## Source records
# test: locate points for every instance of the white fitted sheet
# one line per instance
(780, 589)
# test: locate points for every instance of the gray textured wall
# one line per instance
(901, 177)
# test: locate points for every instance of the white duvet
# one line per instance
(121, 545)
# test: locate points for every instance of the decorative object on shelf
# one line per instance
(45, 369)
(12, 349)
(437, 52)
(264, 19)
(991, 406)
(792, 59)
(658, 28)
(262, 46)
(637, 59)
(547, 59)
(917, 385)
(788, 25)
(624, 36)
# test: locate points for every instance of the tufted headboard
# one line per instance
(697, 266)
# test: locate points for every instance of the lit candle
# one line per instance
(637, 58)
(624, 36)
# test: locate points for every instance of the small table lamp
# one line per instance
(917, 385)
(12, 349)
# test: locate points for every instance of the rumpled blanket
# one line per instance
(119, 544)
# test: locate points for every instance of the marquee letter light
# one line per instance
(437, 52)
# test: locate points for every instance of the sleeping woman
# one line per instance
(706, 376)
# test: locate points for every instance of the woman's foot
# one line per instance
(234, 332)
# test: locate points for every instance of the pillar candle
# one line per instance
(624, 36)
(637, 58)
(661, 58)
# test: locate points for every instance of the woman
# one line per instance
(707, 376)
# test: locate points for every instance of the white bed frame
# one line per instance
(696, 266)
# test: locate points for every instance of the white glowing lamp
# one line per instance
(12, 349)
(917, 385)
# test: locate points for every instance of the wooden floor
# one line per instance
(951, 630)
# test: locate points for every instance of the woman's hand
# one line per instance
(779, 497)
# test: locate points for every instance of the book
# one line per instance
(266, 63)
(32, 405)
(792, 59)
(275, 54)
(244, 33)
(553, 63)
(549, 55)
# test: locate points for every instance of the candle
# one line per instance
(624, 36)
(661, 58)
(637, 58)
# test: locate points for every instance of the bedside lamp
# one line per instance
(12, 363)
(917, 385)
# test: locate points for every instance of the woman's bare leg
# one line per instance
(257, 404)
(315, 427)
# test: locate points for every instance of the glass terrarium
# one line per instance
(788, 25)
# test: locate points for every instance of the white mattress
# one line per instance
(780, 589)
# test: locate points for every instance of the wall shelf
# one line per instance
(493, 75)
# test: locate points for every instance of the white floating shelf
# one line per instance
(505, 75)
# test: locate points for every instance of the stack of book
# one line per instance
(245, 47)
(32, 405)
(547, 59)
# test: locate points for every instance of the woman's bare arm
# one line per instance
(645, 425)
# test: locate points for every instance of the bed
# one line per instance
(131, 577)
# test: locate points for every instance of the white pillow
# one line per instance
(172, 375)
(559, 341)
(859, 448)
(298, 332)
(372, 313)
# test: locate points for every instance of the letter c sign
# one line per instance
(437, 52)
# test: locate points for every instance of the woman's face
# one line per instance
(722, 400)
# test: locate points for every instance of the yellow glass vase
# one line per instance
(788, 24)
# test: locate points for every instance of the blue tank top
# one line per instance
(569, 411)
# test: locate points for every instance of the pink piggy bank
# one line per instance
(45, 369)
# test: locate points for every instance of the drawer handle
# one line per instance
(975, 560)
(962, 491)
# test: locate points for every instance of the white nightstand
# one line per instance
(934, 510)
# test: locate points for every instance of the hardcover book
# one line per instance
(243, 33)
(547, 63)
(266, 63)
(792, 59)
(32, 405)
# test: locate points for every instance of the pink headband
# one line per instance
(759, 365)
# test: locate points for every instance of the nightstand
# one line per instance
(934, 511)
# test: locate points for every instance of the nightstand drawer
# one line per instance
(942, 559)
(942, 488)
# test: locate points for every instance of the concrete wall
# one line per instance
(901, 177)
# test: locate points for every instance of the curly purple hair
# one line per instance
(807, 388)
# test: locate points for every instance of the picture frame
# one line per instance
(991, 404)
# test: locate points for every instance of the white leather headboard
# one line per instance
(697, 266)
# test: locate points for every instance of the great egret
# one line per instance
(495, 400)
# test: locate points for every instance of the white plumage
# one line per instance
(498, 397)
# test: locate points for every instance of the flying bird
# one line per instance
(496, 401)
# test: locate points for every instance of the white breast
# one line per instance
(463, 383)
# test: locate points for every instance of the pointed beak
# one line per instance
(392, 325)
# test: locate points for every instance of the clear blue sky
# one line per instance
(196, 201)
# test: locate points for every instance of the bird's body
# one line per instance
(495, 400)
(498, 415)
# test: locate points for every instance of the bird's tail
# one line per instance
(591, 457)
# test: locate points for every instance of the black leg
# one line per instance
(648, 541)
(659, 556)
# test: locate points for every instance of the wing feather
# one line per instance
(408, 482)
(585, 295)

## What you have to do
In full and exactly as written, reproduce the records above.

## Answer below
# test: locate points for every instance of the white fitted sheet
# one line per instance
(780, 589)
# test: locate points for every instance of the gray textured wall
# one line per instance
(901, 177)
# test: locate points for every instance of the white duvet
# one line per instance
(121, 545)
# test: locate points for every instance of the decorative object on shelf
# one line per instance
(45, 369)
(12, 349)
(437, 52)
(264, 19)
(991, 406)
(792, 59)
(658, 28)
(262, 46)
(637, 59)
(547, 59)
(917, 385)
(788, 25)
(624, 36)
# test: locate points for every instance of the tufted headboard
# one line per instance
(697, 266)
# test: locate points for every instance of the lit candle
# one line per instance
(637, 58)
(624, 36)
# test: locate points for every instance of the small table lamp
# one line per instance
(917, 385)
(12, 349)
# test: locate points for every instance of the rumpled blanket
# one line per instance
(119, 544)
# test: locate points for every instance of the marquee letter light
# one line per instance
(437, 52)
# test: locate points for every instance of the sleeping woman
# one line per instance
(706, 376)
# test: locate points for every instance of the woman's foot
# one line per instance
(234, 332)
# test: locate points for every instance of the pillar candle
# one line per instance
(624, 36)
(637, 58)
(661, 58)
# test: locate points for every instance of the woman
# one line per instance
(707, 376)
# test: locate points for every instance of the white bed frame
# one line per instance
(696, 266)
# test: locate points for every instance of the white glowing lamp
# one line per instance
(12, 349)
(917, 385)
# test: locate points for every instance of the wooden floor
# one line per instance
(951, 630)
# test: locate points for every instance of the woman's hand
# one line per instance
(779, 497)
# test: locate points for every instance of the book
# one line per instance
(266, 63)
(32, 405)
(792, 59)
(275, 54)
(244, 33)
(553, 63)
(549, 55)
# test: locate points for every instance of the candle
# one line per instance
(624, 36)
(661, 58)
(637, 58)
# test: locate points for every instance of the bedside lamp
# one line per instance
(12, 363)
(917, 385)
# test: locate points for every instance of the woman's bare leg
# one line per instance
(257, 404)
(315, 427)
# test: locate points for every instance of the glass terrarium
# one line per instance
(788, 25)
# test: locate points for every instance of the white mattress
# one line per instance
(780, 589)
# test: locate points for every instance of the wall shelf
# one line per instance
(493, 75)
# test: locate points for every instance of the white floating shelf
# one line per instance
(505, 75)
# test: locate points for every instance of the stack of book
# one line per instance
(245, 47)
(32, 405)
(547, 59)
# test: locate points for every instance of the woman's bare arm
# one line per instance
(645, 425)
# test: locate points for every instance of the bed
# one line per instance
(131, 577)
# test: locate points for every instance of the white pillow
# one line per instance
(172, 375)
(559, 341)
(859, 448)
(298, 332)
(372, 313)
# test: locate points for every instance of the letter c sign
# one line per instance
(437, 52)
# test: locate points for every instance of the woman's face
# one line per instance
(722, 400)
# test: locate points for every instance of the yellow glass vase
# one line per instance
(788, 24)
# test: locate points for every instance of the blue tank top
# one line per instance
(569, 411)
# test: locate points for every instance of the pink piggy bank
# one line per instance
(45, 369)
# test: locate points for every instance of the drawer handle
# one line per instance
(975, 560)
(962, 491)
# test: locate points for every instance of the white nightstand
# one line per instance
(934, 510)
# test: locate points for every instance of the hardcover book
# one line per instance
(243, 33)
(547, 63)
(266, 63)
(792, 59)
(32, 405)
# test: locate points for every instance of the pink headband
# one line per instance
(759, 365)
# test: locate points for every instance of the nightstand
# one line per instance
(934, 511)
# test: locate points for every instance of the nightstand drawer
# one line per instance
(942, 559)
(942, 488)
# test: locate points for every instance of the concrete wall
# one line per instance
(901, 177)
# test: locate points for every instance of the curly purple hair
# one line per instance
(807, 388)
# test: locate points for every instance of the picture frame
# one line per instance
(991, 404)
# test: locate points for every instance of the white leather headboard
# one line per instance
(697, 266)
# test: locate points for every instance of the great egret
# one line per instance
(495, 400)
# test: locate points for every instance of the white plumage
# one line per instance
(498, 397)
# test: locate points for every instance of the flying bird
# one line per instance
(496, 401)
# test: locate points for every instance of the white breast
# one line per instance
(463, 383)
# test: locate points for every instance of the pointed beak
# one line per instance
(392, 325)
# test: locate points for every instance of the clear blue sky
# one line per instance
(196, 201)
# test: locate points for every instance of the bird's body
# one line per instance
(495, 400)
(498, 415)
# test: locate points for every instance of the bird's tail
# one line per instance
(591, 457)
# test: locate points for every instance of the black leg
# one line per instance
(648, 541)
(659, 556)
# test: locate points for every instance of the wing feather
# one line per instance
(408, 482)
(585, 295)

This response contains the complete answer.